═══ PROVIDED MATERIAL ═══

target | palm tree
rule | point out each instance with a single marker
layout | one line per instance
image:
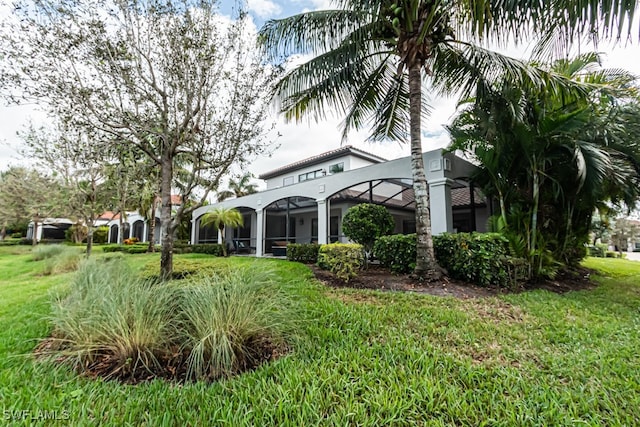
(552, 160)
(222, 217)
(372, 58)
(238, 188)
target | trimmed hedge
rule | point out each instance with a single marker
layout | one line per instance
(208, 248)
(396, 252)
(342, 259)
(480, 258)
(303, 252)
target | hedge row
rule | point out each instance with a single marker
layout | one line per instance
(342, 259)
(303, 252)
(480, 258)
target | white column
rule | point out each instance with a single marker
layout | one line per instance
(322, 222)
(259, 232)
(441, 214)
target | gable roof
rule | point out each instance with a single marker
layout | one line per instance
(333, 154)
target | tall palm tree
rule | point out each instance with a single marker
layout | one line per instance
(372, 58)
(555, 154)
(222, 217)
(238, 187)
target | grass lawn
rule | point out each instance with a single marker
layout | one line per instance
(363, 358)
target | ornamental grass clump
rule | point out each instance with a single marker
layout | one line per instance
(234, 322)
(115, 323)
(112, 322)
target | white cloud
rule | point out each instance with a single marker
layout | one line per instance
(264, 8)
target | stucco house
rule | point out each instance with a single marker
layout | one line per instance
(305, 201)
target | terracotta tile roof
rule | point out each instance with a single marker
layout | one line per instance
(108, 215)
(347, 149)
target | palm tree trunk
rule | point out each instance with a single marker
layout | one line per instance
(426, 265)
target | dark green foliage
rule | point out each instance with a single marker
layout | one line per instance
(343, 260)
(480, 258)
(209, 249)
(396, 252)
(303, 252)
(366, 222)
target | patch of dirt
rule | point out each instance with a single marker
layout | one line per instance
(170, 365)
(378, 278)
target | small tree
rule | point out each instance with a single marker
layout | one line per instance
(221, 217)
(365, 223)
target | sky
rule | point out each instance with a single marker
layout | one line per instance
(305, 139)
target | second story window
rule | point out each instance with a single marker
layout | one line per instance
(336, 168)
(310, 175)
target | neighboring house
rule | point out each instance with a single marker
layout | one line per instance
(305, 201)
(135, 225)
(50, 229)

═══
═══ PROVIDED MATERIAL ═══

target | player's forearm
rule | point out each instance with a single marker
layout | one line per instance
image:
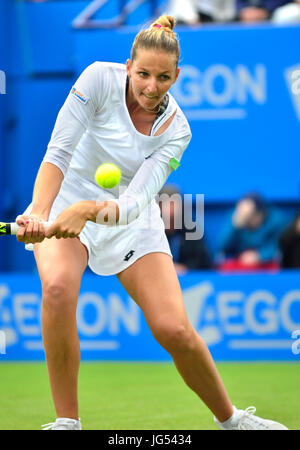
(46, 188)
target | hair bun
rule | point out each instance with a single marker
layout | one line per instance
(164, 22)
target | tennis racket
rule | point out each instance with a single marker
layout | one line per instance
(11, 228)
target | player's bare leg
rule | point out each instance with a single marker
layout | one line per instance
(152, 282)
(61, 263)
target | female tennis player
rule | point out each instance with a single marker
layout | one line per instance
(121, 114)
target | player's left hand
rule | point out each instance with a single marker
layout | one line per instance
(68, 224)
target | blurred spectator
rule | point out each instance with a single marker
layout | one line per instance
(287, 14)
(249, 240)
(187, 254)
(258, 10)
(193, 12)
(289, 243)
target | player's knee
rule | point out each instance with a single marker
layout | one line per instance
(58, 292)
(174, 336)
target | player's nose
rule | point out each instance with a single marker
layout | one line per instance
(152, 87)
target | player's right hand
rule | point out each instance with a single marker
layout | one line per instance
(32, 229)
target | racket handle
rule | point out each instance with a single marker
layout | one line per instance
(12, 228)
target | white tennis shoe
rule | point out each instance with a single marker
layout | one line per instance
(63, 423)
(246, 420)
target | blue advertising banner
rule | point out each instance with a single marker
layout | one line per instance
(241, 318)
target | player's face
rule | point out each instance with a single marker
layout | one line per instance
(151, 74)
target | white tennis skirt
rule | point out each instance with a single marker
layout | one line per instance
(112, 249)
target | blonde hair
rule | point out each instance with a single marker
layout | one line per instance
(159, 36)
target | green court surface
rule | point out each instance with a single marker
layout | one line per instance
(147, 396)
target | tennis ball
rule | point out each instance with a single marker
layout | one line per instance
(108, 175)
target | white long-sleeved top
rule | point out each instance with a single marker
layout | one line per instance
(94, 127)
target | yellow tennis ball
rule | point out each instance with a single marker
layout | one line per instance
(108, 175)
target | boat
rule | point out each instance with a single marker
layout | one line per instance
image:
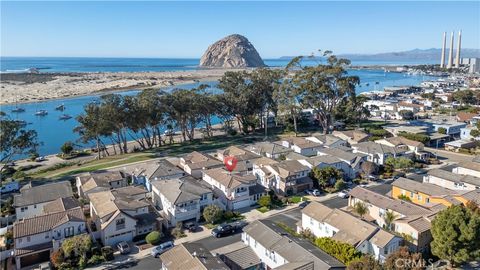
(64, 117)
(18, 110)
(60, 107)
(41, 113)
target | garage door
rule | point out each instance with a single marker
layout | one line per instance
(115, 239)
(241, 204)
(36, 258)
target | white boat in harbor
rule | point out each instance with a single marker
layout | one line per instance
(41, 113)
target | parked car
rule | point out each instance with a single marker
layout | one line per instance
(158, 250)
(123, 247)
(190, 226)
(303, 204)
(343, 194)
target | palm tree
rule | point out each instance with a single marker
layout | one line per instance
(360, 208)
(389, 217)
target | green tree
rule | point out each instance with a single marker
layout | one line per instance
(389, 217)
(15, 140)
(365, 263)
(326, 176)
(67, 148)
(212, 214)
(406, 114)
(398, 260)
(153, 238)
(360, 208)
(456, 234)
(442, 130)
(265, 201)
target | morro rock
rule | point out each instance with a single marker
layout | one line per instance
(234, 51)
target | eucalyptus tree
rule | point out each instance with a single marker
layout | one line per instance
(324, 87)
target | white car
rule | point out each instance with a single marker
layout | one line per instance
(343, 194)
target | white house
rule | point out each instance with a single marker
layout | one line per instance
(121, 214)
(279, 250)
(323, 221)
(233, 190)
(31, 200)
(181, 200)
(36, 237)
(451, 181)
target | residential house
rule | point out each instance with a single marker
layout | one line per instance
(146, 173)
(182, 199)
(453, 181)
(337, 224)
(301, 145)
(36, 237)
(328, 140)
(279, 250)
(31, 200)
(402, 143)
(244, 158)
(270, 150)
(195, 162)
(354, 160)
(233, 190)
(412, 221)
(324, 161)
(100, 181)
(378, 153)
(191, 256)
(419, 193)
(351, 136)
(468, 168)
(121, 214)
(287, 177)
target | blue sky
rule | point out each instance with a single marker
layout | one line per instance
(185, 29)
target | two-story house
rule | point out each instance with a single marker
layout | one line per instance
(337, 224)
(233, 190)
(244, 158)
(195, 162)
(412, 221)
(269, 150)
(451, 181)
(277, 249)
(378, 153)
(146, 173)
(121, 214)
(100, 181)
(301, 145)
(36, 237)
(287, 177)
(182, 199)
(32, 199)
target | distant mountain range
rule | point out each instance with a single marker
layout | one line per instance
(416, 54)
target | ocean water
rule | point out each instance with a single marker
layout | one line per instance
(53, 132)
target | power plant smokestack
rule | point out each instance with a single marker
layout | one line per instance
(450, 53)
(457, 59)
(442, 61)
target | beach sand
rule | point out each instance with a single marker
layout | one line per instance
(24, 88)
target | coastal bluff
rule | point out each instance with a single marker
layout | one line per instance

═══

Which lines above contain the string "tree"? Copy out each of them in full.

**THE RESULT:**
target | palm tree
target | tall palm tree
target | palm tree trunk
target | small tree
target | palm tree
target | green tree
target | eucalyptus tree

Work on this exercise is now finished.